Entnimm dem Artikel über das Theaterstück wortgetreu den Abschnitt von „Wie viel Porno“ bis einschließlich „Peinliches offen anspricht.“.

> **Textauszug**:
◇ ◇ ◇ ◇ ◇ ◇ ◇
Wie viel Porno verträgt unser Leben? Davon erzählt das Ein-Mann-Stück „Pornosüchtig“ im Theaterhaus Stuttgart. Eine pornös lustige Comedy-Show vom Broadway.
Sex. Selbstbefriedigung. Pornos. Das sind Begriffe, die in unserer Gesellschaft kaum offen angesprochen werden, zumindest nicht bei Tageslicht. Und das ist es, was das Comedy-Stück „Pornosüchtig“ ausmacht: eine Beichte, die Persönliches und fast schon Peinliches offen anspricht.
Im Alter von elf Jahren stolpert Michael über eine Schachtel mit pornografischen Videokassetten, die sein Vater in einem Schrank versteckt hatte – damit ist die pubertäre Neugier schlagartig geweckt. „Keiner kommt als Perverser auf die Welt, das macht das Leben mit uns“, gesteht Michael (auf der Theaterhaus-Bühne: Boris Rosenberger) – und dies ist der Einstieg in einen „wundervoll versauten Abend“.
Ehrlicher Monolog über Sex und Pornografie
Rosenberger steht in Boxershorts und T-Shirt auf der Bühne. Er spricht in dem Solostück direkt zum Publikum und erzählt mit Hilfe provokativer Soundeffekte und Requisiten sowie sehr viel Charme und Selbstironie, wie Pornos sein Leben beherrschen, sein Bild von Frauen verzerren und und unrealistische Erwartungen schüren. Die fast 90-minütige Aufführung führt das Publikum über eine Achterbahn der Gefühle – von durch Pornos verursachten schmutzigen Träumen in der Kindheit über sexuelle Missgeschicke im Teenageralter bis hin zur sexuellen Reife. Dabei hat der Pornokonsum wohl auch zu einer Art ewigen Unreife geführt. Die Ehrlichkeit des Monologs ist ergreifend und macht das heikle Thema salonfähig. Während des Stücks ist gut zu beobachten, wie die Zuschauer einander zunicken und sich wohl an eigenes Erleben erinnert fühlen.
◇ ◇ ◇ ◇ ◇ ◇ ◇
Datensätze aus einer Sammlung
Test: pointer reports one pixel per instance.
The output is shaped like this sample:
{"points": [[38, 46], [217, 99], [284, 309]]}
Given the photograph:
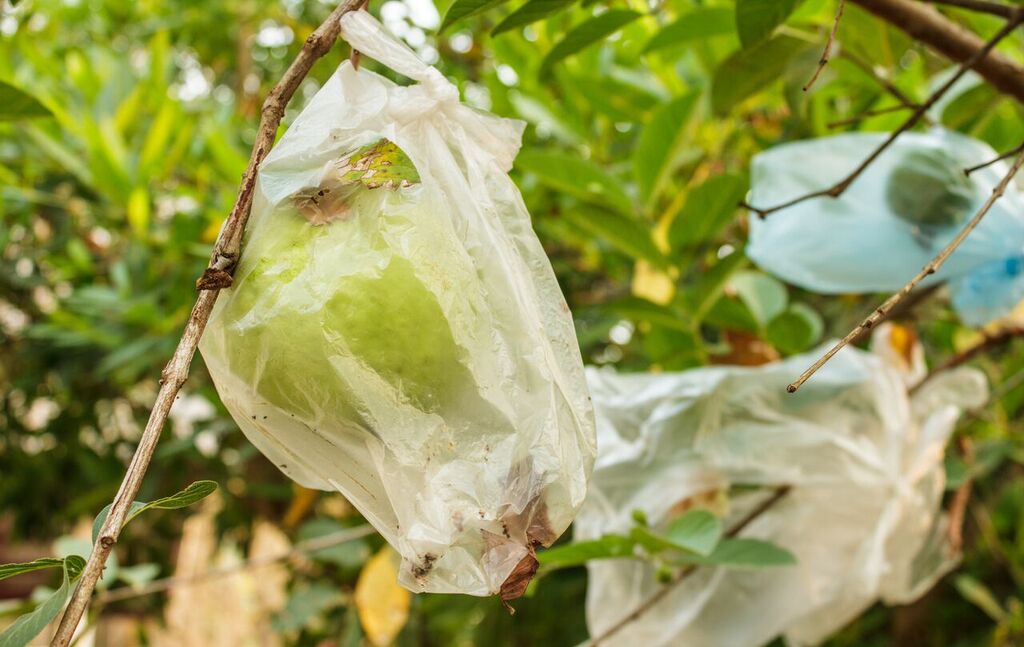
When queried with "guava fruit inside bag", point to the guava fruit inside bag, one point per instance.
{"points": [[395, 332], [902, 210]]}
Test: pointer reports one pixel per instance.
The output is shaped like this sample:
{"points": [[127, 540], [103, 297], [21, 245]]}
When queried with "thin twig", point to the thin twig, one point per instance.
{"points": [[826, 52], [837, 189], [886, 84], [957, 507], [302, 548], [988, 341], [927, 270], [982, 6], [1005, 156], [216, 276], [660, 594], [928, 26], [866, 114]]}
◇ ◇ ◇ ◇ ◇ ◇ ◇
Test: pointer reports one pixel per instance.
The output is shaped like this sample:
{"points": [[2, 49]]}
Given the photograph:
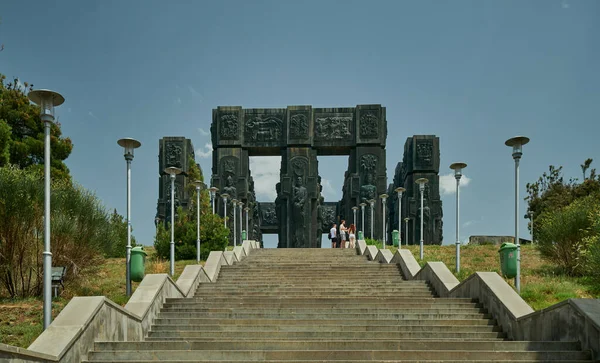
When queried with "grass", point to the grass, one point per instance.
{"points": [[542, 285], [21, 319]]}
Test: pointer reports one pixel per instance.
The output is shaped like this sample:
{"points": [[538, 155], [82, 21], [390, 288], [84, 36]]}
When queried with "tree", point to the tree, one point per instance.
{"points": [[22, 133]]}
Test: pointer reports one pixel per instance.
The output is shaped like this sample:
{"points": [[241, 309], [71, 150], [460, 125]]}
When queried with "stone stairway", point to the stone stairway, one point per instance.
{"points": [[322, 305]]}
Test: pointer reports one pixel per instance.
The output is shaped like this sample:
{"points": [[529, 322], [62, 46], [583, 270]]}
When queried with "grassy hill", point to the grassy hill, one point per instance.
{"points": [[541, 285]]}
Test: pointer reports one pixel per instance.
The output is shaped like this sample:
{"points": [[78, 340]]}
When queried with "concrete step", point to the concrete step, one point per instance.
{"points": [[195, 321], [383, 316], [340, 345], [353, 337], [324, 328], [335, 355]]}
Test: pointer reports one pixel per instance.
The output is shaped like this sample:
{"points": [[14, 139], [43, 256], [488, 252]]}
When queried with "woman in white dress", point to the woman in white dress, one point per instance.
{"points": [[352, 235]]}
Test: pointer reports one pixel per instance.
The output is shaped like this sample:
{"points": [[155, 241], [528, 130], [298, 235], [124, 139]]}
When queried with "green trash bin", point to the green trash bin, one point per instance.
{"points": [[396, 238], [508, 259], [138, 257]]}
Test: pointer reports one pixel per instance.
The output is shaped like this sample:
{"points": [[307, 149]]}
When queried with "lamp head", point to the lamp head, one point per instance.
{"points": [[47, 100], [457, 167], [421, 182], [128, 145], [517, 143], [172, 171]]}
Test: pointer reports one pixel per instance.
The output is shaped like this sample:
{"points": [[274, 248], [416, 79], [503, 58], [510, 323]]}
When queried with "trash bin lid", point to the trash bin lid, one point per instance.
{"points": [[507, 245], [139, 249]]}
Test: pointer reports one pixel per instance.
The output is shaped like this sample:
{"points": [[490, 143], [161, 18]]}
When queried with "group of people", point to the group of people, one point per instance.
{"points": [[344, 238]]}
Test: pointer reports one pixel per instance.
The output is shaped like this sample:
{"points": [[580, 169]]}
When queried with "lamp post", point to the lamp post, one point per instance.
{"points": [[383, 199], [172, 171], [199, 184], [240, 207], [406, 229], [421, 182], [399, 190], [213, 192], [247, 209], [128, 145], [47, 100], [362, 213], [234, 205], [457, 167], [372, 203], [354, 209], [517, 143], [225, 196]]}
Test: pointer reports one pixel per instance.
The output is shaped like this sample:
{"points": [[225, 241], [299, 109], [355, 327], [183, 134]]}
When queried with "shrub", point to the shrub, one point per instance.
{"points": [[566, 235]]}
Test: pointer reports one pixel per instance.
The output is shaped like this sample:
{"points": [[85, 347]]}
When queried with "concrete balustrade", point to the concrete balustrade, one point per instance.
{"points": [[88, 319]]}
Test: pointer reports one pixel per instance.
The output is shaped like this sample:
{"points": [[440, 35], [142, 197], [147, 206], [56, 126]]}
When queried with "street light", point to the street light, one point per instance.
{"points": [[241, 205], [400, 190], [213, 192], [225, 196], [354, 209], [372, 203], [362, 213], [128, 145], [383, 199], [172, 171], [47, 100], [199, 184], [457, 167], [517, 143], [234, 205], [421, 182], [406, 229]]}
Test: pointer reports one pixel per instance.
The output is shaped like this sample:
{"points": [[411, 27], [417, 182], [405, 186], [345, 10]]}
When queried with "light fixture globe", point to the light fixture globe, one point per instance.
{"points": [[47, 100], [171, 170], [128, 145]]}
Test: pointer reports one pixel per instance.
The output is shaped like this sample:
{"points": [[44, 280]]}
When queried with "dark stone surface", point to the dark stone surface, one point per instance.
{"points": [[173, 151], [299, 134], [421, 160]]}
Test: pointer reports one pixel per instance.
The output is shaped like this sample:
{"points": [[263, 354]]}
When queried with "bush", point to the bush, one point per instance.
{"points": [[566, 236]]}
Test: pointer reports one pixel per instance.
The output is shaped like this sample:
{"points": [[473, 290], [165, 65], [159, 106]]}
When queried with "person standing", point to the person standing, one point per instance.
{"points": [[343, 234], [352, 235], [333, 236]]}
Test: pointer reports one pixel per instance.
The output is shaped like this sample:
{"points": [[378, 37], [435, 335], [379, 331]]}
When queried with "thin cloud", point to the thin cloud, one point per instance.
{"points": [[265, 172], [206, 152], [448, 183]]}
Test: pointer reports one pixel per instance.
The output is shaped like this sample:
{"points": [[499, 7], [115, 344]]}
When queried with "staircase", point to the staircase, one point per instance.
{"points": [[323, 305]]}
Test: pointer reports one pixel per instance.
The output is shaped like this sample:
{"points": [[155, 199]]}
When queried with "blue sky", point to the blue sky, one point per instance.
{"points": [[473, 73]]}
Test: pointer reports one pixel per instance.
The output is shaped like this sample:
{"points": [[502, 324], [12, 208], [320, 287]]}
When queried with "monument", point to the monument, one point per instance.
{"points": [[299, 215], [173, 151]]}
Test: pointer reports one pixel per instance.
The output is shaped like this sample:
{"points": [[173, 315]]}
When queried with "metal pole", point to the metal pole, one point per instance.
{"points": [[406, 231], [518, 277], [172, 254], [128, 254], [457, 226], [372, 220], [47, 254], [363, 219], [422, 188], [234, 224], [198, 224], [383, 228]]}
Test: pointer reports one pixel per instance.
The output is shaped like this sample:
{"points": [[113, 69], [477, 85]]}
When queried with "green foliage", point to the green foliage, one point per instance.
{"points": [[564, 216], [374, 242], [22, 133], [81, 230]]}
◇ ◇ ◇ ◇ ◇ ◇ ◇
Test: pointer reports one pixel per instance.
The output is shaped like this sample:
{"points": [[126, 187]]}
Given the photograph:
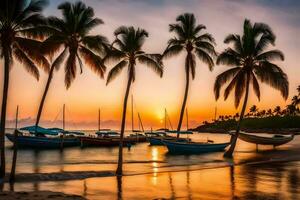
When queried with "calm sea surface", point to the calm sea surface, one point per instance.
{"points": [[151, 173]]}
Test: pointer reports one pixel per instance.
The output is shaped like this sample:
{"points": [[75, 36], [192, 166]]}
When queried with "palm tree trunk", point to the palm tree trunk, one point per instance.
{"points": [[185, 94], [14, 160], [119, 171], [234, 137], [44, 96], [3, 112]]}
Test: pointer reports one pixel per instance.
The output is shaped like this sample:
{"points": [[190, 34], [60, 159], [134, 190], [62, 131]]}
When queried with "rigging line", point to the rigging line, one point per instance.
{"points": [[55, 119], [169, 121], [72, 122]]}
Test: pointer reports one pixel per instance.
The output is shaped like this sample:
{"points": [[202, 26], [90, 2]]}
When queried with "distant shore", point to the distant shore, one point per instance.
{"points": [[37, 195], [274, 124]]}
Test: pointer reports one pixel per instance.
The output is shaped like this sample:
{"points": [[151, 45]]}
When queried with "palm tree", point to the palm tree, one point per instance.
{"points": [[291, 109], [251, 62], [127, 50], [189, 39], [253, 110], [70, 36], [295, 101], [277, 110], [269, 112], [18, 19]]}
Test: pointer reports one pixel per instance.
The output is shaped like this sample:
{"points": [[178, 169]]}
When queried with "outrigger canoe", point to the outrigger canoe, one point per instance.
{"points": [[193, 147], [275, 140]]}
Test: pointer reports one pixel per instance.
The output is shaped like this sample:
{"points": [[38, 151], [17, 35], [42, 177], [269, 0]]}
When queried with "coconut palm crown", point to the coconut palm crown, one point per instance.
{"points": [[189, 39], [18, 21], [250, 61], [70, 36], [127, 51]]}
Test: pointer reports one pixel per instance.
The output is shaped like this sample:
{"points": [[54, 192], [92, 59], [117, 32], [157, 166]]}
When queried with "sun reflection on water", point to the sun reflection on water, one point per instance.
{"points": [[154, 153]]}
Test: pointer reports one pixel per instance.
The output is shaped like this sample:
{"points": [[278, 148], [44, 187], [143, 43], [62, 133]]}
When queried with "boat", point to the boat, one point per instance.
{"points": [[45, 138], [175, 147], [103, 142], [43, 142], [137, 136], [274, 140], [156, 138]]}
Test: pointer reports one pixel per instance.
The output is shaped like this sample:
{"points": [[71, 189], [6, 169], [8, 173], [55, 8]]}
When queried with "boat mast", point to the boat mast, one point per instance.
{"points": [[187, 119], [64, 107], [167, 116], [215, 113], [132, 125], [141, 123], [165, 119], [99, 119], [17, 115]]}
◇ ◇ ◇ ◇ ◇ ◇ ◇
> **Deine Antwort**:
Wie viel Porno verträgt unser Leben? Davon erzählt das Ein-Mann-Stück „Pornosüchtig“ im Theaterhaus Stuttgart. Eine pornös lustige Comedy-Show vom Broadway.
Sex. Selbstbefriedigung. Pornos. Das sind Begriffe, die in unserer Gesellschaft kaum offen angesprochen werden, zumindest nicht bei Tageslicht. Und das ist es, was das Comedy-Stück „Pornosüchtig“ ausmacht: eine Beichte, die Persönliches und fast schon Peinliches offen anspricht.